[DATA EXCERPTS Boundary: Start]
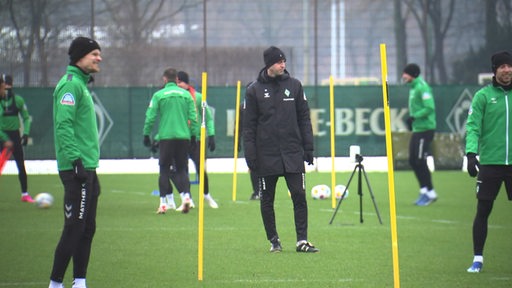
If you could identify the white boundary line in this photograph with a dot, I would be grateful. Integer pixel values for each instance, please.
(215, 165)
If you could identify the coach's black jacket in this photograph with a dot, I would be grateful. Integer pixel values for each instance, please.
(277, 126)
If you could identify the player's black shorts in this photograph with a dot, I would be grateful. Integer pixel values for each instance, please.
(490, 178)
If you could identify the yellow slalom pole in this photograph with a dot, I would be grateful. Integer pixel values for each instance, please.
(235, 148)
(201, 181)
(389, 153)
(333, 147)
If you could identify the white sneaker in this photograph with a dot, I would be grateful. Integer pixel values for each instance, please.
(170, 206)
(185, 205)
(161, 209)
(210, 201)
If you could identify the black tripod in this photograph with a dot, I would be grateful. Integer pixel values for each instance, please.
(359, 167)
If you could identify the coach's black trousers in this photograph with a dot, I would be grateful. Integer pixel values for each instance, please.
(418, 151)
(296, 186)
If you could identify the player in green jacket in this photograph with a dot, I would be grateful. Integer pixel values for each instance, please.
(194, 154)
(177, 128)
(489, 134)
(422, 122)
(13, 106)
(77, 149)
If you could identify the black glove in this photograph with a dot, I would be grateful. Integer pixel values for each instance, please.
(147, 141)
(473, 164)
(24, 140)
(154, 147)
(211, 143)
(193, 142)
(252, 164)
(409, 123)
(79, 170)
(308, 157)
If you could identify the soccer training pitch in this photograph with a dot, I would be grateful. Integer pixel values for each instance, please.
(134, 247)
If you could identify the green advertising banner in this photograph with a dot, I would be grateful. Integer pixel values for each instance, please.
(358, 118)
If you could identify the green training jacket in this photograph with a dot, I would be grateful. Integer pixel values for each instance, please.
(74, 118)
(13, 106)
(422, 106)
(488, 126)
(175, 107)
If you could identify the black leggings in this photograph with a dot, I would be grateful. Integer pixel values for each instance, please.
(296, 186)
(483, 210)
(19, 158)
(418, 151)
(80, 203)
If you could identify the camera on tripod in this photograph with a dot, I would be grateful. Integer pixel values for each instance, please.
(359, 168)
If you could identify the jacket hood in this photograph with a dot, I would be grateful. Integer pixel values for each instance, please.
(264, 78)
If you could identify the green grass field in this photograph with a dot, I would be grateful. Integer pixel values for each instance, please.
(134, 247)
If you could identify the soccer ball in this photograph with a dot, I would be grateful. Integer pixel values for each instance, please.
(320, 192)
(43, 200)
(338, 191)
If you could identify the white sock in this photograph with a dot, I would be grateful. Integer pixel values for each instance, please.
(79, 283)
(54, 284)
(432, 194)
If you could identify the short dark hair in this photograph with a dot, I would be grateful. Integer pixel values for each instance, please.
(170, 74)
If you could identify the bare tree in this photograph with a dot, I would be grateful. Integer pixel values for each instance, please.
(134, 24)
(428, 15)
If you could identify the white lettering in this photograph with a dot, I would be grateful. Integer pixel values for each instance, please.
(317, 121)
(82, 202)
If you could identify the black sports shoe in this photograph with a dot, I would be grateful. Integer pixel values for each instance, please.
(275, 246)
(307, 247)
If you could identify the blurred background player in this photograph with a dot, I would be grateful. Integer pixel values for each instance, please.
(14, 108)
(422, 123)
(5, 142)
(183, 81)
(176, 130)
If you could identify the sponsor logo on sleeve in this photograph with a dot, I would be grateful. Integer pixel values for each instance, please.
(68, 99)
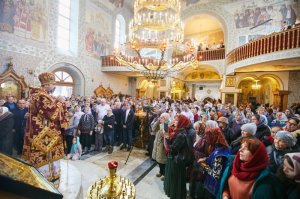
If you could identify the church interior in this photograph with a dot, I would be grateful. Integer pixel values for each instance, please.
(224, 61)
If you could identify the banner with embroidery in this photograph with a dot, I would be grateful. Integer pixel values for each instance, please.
(46, 139)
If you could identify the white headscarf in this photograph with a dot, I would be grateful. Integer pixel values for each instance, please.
(211, 124)
(4, 110)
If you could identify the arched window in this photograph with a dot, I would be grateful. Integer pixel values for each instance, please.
(64, 84)
(67, 29)
(120, 31)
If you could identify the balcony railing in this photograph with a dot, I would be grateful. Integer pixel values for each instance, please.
(109, 61)
(280, 41)
(209, 55)
(206, 55)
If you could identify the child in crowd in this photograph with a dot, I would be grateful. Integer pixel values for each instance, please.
(76, 150)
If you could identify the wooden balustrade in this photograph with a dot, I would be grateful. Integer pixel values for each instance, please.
(209, 55)
(206, 55)
(274, 42)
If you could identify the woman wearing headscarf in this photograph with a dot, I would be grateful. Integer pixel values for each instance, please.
(289, 175)
(6, 126)
(177, 156)
(159, 153)
(262, 129)
(236, 124)
(76, 150)
(248, 130)
(280, 120)
(200, 151)
(246, 175)
(213, 166)
(289, 113)
(284, 143)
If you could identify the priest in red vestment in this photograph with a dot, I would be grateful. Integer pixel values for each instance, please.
(43, 141)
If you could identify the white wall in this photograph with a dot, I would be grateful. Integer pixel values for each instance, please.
(42, 56)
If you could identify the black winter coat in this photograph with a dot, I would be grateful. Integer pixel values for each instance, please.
(6, 135)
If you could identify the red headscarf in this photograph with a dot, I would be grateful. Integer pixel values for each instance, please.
(214, 137)
(249, 170)
(183, 123)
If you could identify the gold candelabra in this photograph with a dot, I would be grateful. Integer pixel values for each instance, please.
(112, 186)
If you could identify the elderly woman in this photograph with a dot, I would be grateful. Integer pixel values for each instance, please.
(214, 164)
(248, 130)
(108, 130)
(289, 175)
(85, 127)
(200, 146)
(236, 124)
(289, 113)
(159, 153)
(262, 129)
(284, 143)
(246, 175)
(177, 157)
(6, 134)
(280, 120)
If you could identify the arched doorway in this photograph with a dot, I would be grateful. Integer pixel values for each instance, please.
(262, 90)
(75, 73)
(148, 89)
(64, 84)
(204, 30)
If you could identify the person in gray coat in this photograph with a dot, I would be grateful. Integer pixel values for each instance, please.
(159, 153)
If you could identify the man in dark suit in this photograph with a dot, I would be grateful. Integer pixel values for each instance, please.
(10, 104)
(127, 123)
(20, 115)
(117, 111)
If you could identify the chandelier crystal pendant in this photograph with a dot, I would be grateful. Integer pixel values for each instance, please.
(155, 45)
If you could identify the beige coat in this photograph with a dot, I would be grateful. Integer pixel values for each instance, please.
(159, 153)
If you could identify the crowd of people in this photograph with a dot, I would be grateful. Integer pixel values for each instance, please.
(220, 150)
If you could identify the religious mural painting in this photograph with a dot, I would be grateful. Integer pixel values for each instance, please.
(24, 18)
(117, 3)
(268, 13)
(230, 82)
(98, 31)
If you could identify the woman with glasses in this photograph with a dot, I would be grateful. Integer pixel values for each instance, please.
(280, 120)
(284, 143)
(293, 126)
(246, 175)
(262, 129)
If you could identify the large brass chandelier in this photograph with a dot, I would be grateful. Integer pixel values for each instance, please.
(155, 45)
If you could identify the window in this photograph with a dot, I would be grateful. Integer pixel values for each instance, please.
(67, 29)
(64, 84)
(120, 31)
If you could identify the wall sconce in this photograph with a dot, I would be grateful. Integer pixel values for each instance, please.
(256, 86)
(30, 71)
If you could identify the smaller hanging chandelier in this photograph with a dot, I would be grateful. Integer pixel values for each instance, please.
(256, 86)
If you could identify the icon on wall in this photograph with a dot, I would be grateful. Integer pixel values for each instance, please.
(230, 82)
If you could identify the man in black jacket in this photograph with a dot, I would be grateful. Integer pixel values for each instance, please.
(20, 115)
(127, 123)
(10, 104)
(117, 111)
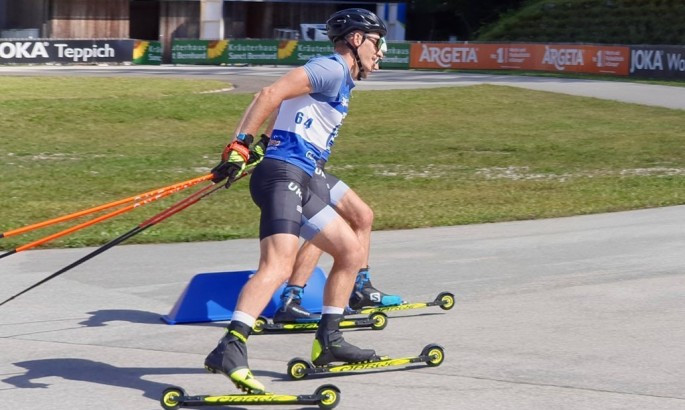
[DATA EXCERPTS Boundary: End]
--- ASSIGNED TASK ---
Copy everything in the records above except the pictures, exactly as written.

--- ANSWER SPACE ---
If you could identify the white boundary line in this photograph with a dot, I would be grateful. Integer pixel values for each instance, please.
(215, 165)
If you could identify the coach's black jacket in this photograph with a dot, I would be grateful. Integer pixel values for each instance, please.
(277, 126)
If you could identify the player's black shorts in this photograph with a dot, I would be grateful. Integer pixel values for each instance, please.
(490, 178)
If you could identify the yellow slalom pole in this photograph with a dot, I would be grateful. Integer pixel values for each instance, please.
(235, 148)
(201, 181)
(389, 153)
(333, 147)
If you could identify the white sneaker in this photograph with a dot, I would be grateful. Integer pixel values for each instance, please.
(170, 206)
(185, 205)
(161, 209)
(210, 201)
If you could identify the black tripod in this photograph with a dot, I would be grateful. Integer pixel values for each instance, please.
(359, 167)
If you could identify the coach's black trousers in this photograph with a dot, I would be grateful. Integer pixel values for each instance, please.
(418, 151)
(296, 186)
If you could identify the player in green jacket in this photograph with a dot, I would be grateful. Integer pixel values for each instance, please.
(194, 154)
(177, 128)
(489, 134)
(422, 122)
(13, 106)
(77, 149)
If you could identify the black glove in this photograph with a dot, I would be grateful. Integer pixel values for each instance, please.
(147, 141)
(473, 164)
(24, 140)
(154, 147)
(211, 143)
(193, 142)
(252, 164)
(409, 123)
(79, 170)
(308, 157)
If you could identify the soccer training pitch in this photograph with a dot, I would be grateful. Integer pixel values for each instance, please.
(134, 247)
If you could identify the green advertising banner in this photograph with a dot, I would be grateful. Integer pixel values for each instance, please.
(358, 118)
If you could identify the green training jacket in this photograph with a dot, I would be grateful. Integer pixel values for each instance, please.
(74, 118)
(13, 106)
(422, 106)
(488, 126)
(175, 107)
If you could identify the black leggings in this photograph with a dot, I would be grateful. Integer pixel values for each instance, please.
(296, 186)
(483, 210)
(19, 158)
(418, 151)
(80, 203)
If you could identify the camera on tripod in this photograph with a dot, I would be grateful. Integer pixel values for each instance, please.
(359, 168)
If you could identify the jacket hood in this photograph with a dot, I would be grateful. Integer pixel values for each instance, please.
(264, 78)
If you could identify the green grass field in this photograph with a dot, I would be grateful. Integer pixel values for each instance, please.
(134, 247)
If you could identify the soccer ball in this photograph with a dot, I would be grateful. Integer pixel values for each instance, please.
(320, 192)
(43, 200)
(338, 191)
If you could identify the white sock in this photograph with a dot, I would be grateful. Integer pixel values for each instance, please.
(79, 283)
(54, 284)
(432, 194)
If you could identify the short dark hair in this photograph with a dot, I would be grateful. Integer pixel values for each instance, please.
(170, 74)
If you could identify the bare tree in this photograph with a dot, I would be grateful. Integer pixel values for each instance, please.
(134, 24)
(428, 15)
If you could identify the white lettering in this photograph with a dot, I would be grateful. Integer pixel values for each instance, please.
(317, 121)
(82, 202)
If you could identify the black sports shoe in this photograph with a dot, I would be grateful. Integer pixel values for each instance, please.
(275, 246)
(307, 247)
If you could identify the blurred background player in this photograph with a dot, I would be grateful. Integer pixel values for each instance, please.
(14, 108)
(422, 123)
(5, 142)
(183, 81)
(176, 130)
If you could identify the sponsor logo on sleeve in this photograph with a dot, I would be grateful. Integer pixel values for each instance, please.
(68, 99)
If you could identify the church interior in this photograph with a dot, I would be grateful. Integer pixel values for each instance, please.
(224, 61)
If you could identify the banner with embroidery in this photograph with a dot, I would be grateful. Integer pixel values for each instance, please.
(46, 139)
If you could identify the white headscarf in this photograph with a dot, I would be grateful. Integer pixel values for each instance, please.
(211, 124)
(4, 110)
If you could identify the arched window in this photograph with a dot, I would be grateful. Integer pixel values for each instance, please.
(64, 84)
(67, 29)
(120, 31)
If you could identify the balcony railing in this photograph with a dot, I would be grateful. Integer pixel values for each instance, please.
(109, 61)
(280, 41)
(209, 55)
(206, 55)
If you could identify the child in crowd in this photograph with a dot, I would be grateful. Integer pixel values for each instance, please.
(76, 150)
If you could identify the wooden balustrade in this photograph with a dot, I would be grateful. Integer pixel values for each instance, please.
(209, 55)
(206, 55)
(274, 42)
If you could identify the woman wearing headscarf in this photograph with a dot, I would be grateful. Integer pixel values for each instance, please.
(289, 175)
(6, 126)
(177, 156)
(159, 153)
(262, 129)
(236, 124)
(76, 150)
(248, 130)
(280, 120)
(200, 151)
(246, 175)
(213, 166)
(289, 113)
(284, 143)
If you could identify the priest in red vestment in this photograph with a dot, I would be grateful. Integer pixel values for each instance, please.
(43, 141)
If you could identify the white wall in this photograph with a dot, I would be grateful. Integer pixel values for each instance, please.
(42, 56)
If you could identify the black winter coat in this photograph with a dot, I would be grateful. Integer pixel values for each instance, please.
(6, 135)
If you could identify the red headscarf in this photograph with a dot, I would be grateful. Integer pixel values for each instance, please.
(214, 137)
(249, 170)
(183, 123)
If you could identify the gold candelabra in this photograph with a dot, I would be grateful. Integer pixel values for each instance, please.
(112, 186)
If you could identify the elderly woman in this photograph with a dot, I would be grateful. Integer pixel values for each instance, please.
(214, 164)
(248, 130)
(108, 130)
(289, 175)
(85, 127)
(200, 146)
(236, 124)
(289, 113)
(159, 153)
(262, 129)
(284, 143)
(246, 175)
(177, 157)
(6, 134)
(280, 120)
If you could identify the arched doorway in this photograph with a dot, I would be grateful. Integer pixel values for each instance, please.
(262, 90)
(75, 73)
(148, 89)
(64, 84)
(204, 30)
If you could identify the person in gray coat in this photograph with a dot, I would be grateful. Integer pixel values for each instance, please.
(159, 153)
If you could identify the man in dark suit in this photograph with a dot, I would be grateful. Integer pixel values for each instance, please.
(10, 104)
(127, 123)
(20, 115)
(117, 111)
If you could identify the chandelier crystal pendant in this photograph with a dot, I would be grateful. Integer pixel values for each instance, please.
(155, 45)
If you could identify the beige coat in this photograph with a dot, I would be grateful. Integer pixel values for each instance, please.
(159, 153)
If you could identify the crowd of people in this photograph with a dot, I would be grateful. Integer pixel values for each instance, please.
(220, 150)
If you could identify the religious mural painting in this photograph with a dot, I would be grateful. Integer pixel values for each instance, please.
(24, 18)
(117, 3)
(268, 13)
(230, 82)
(98, 31)
If you could identify the woman with glasses in this photograph with a dot, I would be grateful. Integer pixel values for each instance, please.
(280, 120)
(284, 143)
(293, 126)
(246, 175)
(262, 129)
If you could identify the large brass chandelier in this photograph with a dot, I would be grateful. Integer pixel values for each instance, please.
(155, 45)
If you could identify the window in this photograph with a dot, I would be grateful. Integer pixel values for each instance, please.
(67, 29)
(64, 84)
(120, 31)
If you could identify the wall sconce in this photograph with a dot, I would be grateful. Integer pixel values for each instance, please.
(256, 86)
(30, 71)
If you could identify the smaller hanging chandelier in this photograph with a dot, I would be grateful. Integer pixel values for each instance, please.
(256, 86)
If you could identify the icon on wall in this photograph with a dot, I would be grateful. Integer pixel values for each instance, please.
(230, 82)
If you could identify the man in black jacket in this photograph with a dot, I would be grateful. Integer pixel values for each instance, please.
(20, 115)
(127, 123)
(10, 104)
(117, 111)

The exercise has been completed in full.